*Exercise goal*
Display each line of the material that contains the string "building", treating uppercase and lowercase as distinct.

※

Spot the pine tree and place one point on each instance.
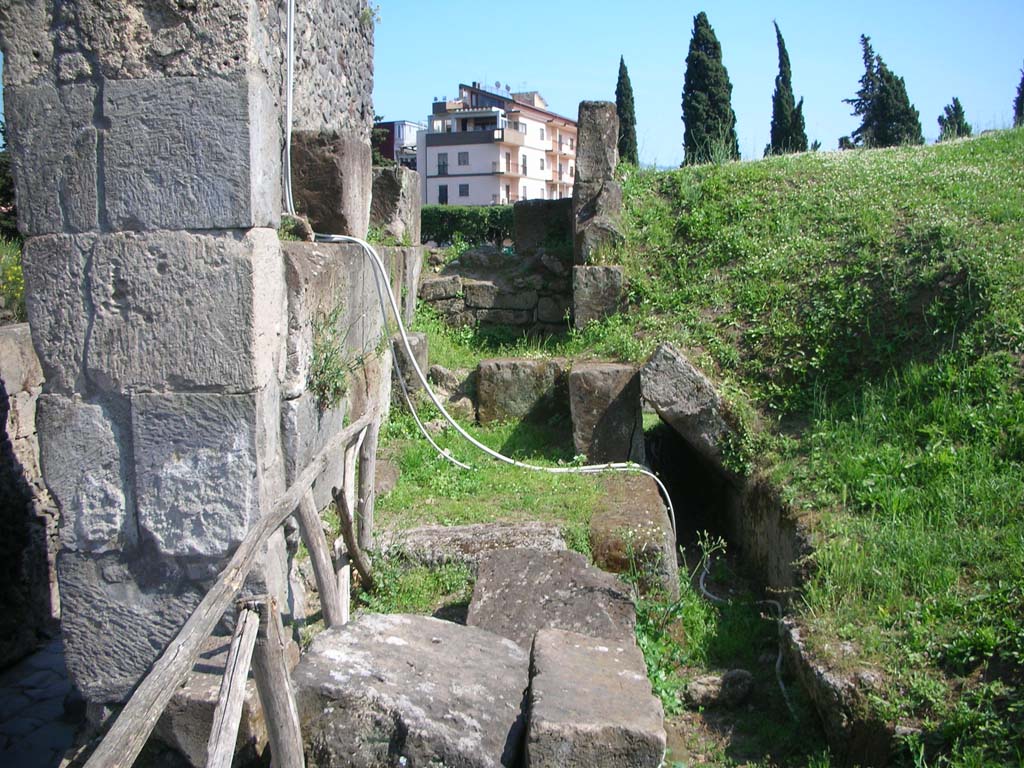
(627, 117)
(952, 122)
(787, 130)
(710, 123)
(1019, 103)
(888, 117)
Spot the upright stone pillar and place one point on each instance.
(146, 144)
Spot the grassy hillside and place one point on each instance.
(865, 311)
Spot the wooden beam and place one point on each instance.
(311, 530)
(275, 694)
(368, 489)
(224, 731)
(132, 727)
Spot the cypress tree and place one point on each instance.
(952, 122)
(1019, 103)
(710, 123)
(787, 130)
(888, 117)
(627, 117)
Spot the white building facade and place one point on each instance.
(486, 148)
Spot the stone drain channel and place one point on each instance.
(40, 712)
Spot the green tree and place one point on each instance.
(627, 117)
(888, 118)
(952, 122)
(787, 130)
(1019, 103)
(710, 123)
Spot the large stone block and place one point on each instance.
(81, 454)
(597, 293)
(197, 477)
(607, 420)
(521, 591)
(395, 204)
(597, 142)
(156, 310)
(411, 690)
(591, 706)
(53, 157)
(117, 619)
(190, 154)
(631, 530)
(332, 180)
(305, 429)
(687, 401)
(521, 388)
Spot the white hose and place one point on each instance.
(383, 276)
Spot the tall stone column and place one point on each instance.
(146, 145)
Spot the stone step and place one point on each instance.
(521, 591)
(389, 690)
(591, 705)
(435, 545)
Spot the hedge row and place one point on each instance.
(476, 224)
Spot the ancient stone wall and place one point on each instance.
(146, 139)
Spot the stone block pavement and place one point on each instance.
(36, 727)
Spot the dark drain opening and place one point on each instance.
(699, 493)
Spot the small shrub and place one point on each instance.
(328, 371)
(477, 225)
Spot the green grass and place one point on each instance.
(433, 492)
(11, 281)
(869, 305)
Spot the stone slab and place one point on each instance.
(591, 705)
(54, 160)
(332, 179)
(156, 310)
(631, 527)
(686, 400)
(520, 591)
(597, 293)
(390, 690)
(597, 141)
(512, 389)
(435, 545)
(165, 168)
(117, 617)
(607, 419)
(396, 203)
(181, 442)
(80, 453)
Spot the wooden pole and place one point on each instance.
(274, 685)
(327, 583)
(224, 731)
(131, 729)
(355, 555)
(368, 492)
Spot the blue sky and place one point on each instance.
(568, 50)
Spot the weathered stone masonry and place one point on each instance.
(146, 139)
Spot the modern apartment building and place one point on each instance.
(487, 148)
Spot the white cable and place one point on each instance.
(382, 272)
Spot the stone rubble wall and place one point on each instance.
(28, 515)
(146, 140)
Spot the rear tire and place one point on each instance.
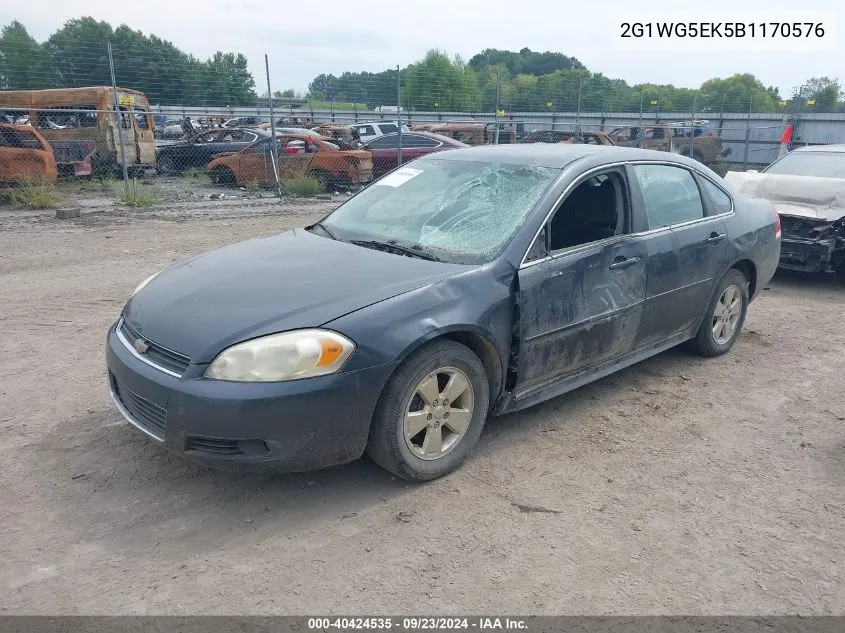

※

*Response to this task*
Spot the white building facade and place one point on each instance.
Spot the modern apartment building and place one point on each instance.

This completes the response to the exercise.